**Text section:**
• • • • •

Dr. Robert Malone: COVID-19 ‘No Longer a Global Health Crisis’

By Zachary Stieber
Zachary Stieber
Zachary Stieber
Reporter
Zachary Stieber covers U.S. and world news. He is based in Maryland.
and Steve Lance
Steve Lance
Steve Lance
Steve Lance is the host of Capitol Report, a political news show based in Washington aimed at providing a direct channel to the voices and people who shape policy in America. Capitol Report features all of the political news of the day with expert interviews and analysis.
May 13, 2022 Updated: May 13, 2022

The COVID-19 pandemic is over, according to Dr. Robert Malone.

“We’re through the acute phase,” Malone, a scientist who helped invent the messenger RNA technology, said on NTD’s “Capitol Report.” “This is no longer a global health crisis or even a national health crisis.”

Dr. Anthony Fauci, the longtime director of the National Institute of Allergy and Infectious Diseases and President Joe Biden’s chief medical adviser, said in April that “we are certainly right now in this country out of the pandemic phase,” noting how COVID-19 cases, hospitalizations, and deaths have plunged since hitting highs in January.

Fauci, who also emphasized that he believes the pandemic was still ongoing globally, soon walked back his comments, telling news outlets that the United States is still in the pandemic phase but is on its way to an endemic one.

Malone, though, believes Fauci’s original comments were accurate.

• • • • •

**Entries provided:**
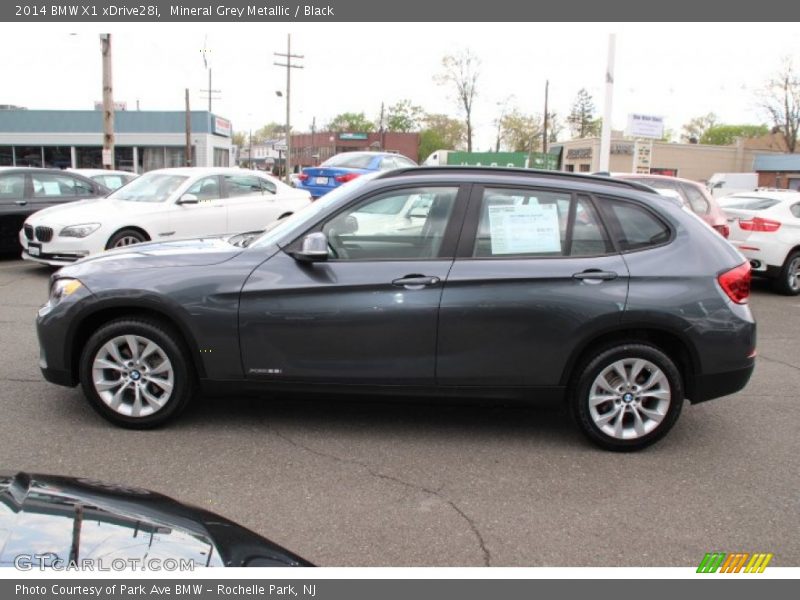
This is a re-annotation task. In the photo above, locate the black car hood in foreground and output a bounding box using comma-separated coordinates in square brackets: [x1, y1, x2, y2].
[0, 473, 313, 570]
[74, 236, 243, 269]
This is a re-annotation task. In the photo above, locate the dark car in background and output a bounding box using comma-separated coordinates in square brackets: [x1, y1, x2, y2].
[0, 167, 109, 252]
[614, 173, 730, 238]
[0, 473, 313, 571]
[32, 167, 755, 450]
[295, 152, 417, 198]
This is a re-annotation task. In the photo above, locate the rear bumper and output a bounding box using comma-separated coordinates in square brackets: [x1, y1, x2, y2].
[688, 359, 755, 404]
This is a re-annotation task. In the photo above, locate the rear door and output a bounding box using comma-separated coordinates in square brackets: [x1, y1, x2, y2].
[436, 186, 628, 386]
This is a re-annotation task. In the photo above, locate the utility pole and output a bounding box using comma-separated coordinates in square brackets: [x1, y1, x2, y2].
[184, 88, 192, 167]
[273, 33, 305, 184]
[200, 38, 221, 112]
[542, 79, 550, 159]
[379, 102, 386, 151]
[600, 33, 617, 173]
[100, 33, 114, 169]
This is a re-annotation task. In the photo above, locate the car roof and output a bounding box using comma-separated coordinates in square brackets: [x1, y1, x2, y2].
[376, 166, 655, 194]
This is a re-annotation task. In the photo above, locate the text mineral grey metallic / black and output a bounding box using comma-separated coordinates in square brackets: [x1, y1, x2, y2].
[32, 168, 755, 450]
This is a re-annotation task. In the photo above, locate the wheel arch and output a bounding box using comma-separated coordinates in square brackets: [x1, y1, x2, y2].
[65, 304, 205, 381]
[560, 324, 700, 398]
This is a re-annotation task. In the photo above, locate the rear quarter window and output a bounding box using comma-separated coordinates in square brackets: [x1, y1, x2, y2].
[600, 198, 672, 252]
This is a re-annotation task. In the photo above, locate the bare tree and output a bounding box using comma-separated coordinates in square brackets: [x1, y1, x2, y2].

• • • • •

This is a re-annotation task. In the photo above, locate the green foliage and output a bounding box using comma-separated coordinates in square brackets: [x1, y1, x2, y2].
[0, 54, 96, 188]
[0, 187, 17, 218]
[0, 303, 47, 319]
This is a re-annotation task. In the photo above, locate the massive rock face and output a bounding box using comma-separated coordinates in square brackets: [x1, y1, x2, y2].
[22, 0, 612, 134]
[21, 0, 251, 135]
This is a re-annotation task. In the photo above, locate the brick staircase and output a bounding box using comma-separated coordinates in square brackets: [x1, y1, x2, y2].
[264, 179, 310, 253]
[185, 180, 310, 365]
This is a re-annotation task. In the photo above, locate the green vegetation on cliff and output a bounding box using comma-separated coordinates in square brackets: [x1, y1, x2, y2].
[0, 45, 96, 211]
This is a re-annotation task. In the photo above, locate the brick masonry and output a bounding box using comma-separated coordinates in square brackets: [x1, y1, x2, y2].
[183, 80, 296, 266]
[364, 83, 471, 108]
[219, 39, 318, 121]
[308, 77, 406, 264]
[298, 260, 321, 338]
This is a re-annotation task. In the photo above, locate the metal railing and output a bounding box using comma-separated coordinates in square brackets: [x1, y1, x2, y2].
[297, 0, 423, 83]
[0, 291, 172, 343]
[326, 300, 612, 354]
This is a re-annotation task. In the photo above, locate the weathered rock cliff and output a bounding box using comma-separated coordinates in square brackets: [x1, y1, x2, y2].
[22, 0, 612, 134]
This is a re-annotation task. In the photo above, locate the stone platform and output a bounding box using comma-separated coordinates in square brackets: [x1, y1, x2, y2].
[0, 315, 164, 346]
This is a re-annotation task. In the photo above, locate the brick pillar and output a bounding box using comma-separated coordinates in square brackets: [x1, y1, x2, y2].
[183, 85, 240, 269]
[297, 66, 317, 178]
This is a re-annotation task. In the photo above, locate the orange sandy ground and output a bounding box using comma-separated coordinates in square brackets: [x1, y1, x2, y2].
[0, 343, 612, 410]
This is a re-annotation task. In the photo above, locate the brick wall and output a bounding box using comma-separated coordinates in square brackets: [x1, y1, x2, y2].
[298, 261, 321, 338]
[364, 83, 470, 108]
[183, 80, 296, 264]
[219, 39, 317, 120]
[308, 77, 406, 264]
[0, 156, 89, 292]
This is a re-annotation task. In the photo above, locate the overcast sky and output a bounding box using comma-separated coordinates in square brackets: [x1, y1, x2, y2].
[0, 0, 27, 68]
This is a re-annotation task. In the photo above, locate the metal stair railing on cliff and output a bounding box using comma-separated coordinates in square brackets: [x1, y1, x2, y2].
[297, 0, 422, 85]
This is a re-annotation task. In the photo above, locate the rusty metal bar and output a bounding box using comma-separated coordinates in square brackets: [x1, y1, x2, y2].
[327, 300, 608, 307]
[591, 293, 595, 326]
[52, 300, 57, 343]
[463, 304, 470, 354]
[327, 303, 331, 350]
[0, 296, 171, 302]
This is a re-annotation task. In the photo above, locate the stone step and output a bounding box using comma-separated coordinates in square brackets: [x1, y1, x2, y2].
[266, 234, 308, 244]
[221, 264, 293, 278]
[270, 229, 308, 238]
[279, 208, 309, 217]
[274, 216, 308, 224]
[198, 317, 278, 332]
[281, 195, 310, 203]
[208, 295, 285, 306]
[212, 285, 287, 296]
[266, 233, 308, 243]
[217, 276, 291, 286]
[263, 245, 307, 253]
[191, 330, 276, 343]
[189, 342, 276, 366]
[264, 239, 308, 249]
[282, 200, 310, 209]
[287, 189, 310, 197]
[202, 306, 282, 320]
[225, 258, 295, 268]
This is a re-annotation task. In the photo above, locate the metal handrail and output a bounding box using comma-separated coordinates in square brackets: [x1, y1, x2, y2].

• • • • •

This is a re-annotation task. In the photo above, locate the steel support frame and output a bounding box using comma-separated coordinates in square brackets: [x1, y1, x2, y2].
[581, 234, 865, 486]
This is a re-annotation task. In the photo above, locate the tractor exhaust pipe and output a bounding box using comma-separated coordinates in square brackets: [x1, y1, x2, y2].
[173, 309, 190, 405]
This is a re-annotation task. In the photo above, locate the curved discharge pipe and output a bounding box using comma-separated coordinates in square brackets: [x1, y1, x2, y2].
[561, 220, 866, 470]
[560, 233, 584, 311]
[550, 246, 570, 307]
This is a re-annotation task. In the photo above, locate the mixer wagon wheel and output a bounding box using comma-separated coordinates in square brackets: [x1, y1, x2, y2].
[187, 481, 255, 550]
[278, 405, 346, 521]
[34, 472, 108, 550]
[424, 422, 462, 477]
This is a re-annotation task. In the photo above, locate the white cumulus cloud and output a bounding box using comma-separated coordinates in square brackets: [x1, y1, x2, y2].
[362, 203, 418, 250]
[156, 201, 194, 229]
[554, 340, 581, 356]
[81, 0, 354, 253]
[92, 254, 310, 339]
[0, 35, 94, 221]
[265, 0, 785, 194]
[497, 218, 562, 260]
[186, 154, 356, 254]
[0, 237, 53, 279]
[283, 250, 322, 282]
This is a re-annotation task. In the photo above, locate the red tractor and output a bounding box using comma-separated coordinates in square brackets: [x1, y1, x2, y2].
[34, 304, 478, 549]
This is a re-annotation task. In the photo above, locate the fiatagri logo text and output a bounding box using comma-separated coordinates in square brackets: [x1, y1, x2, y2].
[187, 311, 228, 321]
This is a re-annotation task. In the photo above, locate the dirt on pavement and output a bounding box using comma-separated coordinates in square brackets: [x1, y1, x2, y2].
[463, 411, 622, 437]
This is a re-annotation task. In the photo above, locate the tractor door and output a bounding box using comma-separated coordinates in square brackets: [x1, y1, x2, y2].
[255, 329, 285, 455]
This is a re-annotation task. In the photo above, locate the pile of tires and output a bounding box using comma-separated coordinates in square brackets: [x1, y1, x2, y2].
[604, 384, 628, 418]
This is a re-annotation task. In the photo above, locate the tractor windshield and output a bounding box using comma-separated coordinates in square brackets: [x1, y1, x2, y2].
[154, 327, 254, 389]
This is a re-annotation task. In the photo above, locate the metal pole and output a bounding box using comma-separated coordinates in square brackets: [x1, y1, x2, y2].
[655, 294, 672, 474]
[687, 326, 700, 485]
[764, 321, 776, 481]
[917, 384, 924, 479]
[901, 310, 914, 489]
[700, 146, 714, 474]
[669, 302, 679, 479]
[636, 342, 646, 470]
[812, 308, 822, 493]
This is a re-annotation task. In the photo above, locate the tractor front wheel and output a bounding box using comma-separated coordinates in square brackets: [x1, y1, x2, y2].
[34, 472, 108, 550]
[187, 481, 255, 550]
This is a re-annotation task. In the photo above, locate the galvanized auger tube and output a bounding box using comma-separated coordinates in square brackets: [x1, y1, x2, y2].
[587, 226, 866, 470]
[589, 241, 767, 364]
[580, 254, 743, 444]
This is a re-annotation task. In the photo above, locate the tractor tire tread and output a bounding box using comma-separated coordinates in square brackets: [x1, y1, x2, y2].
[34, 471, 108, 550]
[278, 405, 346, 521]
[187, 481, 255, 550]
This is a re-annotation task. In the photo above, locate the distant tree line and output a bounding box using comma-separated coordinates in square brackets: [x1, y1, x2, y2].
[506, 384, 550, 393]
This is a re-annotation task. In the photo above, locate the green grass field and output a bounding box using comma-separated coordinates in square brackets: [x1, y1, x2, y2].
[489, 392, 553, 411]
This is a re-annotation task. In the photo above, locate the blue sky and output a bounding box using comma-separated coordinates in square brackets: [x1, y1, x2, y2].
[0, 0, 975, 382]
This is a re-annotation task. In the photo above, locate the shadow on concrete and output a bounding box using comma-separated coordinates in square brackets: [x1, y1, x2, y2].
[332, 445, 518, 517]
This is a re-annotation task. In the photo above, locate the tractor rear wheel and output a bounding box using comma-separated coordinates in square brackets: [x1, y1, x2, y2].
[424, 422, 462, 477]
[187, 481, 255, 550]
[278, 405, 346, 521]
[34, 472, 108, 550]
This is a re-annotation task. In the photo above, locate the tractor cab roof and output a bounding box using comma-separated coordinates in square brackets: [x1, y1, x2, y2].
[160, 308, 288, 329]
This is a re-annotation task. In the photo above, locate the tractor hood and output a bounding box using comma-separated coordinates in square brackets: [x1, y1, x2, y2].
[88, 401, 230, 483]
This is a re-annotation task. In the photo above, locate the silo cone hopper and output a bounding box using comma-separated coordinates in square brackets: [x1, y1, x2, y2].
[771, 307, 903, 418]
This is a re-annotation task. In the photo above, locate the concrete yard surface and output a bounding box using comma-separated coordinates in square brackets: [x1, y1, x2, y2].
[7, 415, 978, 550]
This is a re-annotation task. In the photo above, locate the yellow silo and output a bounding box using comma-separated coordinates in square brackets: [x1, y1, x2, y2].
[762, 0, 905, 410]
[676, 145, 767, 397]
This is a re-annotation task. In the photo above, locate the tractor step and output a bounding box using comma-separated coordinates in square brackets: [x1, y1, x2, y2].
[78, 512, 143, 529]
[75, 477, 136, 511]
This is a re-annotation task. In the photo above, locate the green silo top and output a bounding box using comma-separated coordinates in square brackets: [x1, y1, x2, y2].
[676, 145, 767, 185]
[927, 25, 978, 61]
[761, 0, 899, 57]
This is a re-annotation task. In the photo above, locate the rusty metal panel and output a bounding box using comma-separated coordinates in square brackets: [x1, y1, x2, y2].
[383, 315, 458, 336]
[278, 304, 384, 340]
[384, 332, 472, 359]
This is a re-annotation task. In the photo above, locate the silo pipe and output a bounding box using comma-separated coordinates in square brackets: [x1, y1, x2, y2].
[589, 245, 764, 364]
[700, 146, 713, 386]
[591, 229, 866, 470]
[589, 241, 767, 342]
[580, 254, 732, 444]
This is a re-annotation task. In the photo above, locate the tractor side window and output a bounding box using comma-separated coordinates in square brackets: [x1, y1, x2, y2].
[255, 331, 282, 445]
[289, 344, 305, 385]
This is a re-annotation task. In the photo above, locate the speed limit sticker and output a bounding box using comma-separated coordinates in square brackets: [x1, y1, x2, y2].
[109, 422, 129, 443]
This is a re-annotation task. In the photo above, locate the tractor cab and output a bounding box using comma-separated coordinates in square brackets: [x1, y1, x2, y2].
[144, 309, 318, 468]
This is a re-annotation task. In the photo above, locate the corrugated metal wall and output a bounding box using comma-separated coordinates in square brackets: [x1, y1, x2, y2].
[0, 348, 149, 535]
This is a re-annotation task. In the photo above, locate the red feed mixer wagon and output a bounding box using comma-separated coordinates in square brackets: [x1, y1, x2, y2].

• • • • •

**What you have to do:** Copy down the passage of the article on Dr. Robert Malone's view of COVID-19, from "May 13, 2022 Updated: May" up to and including "highs in January.". The items have nothing to do with what comes next.

**Task result:**
May 13, 2022 Updated: May 13, 2022

The COVID-19 pandemic is over, according to Dr. Robert Malone.

“We’re through the acute phase,” Malone, a scientist who helped invent the messenger RNA technology, said on NTD’s “Capitol Report.” “This is no longer a global health crisis or even a national health crisis.”

Dr. Anthony Fauci, the longtime director of the National Institute of Allergy and Infectious Diseases and President Joe Biden’s chief medical adviser, said in April that “we are certainly right now in this country out of the pandemic phase,” noting how COVID-19 cases, hospitalizations, and deaths have plunged since hitting highs in January.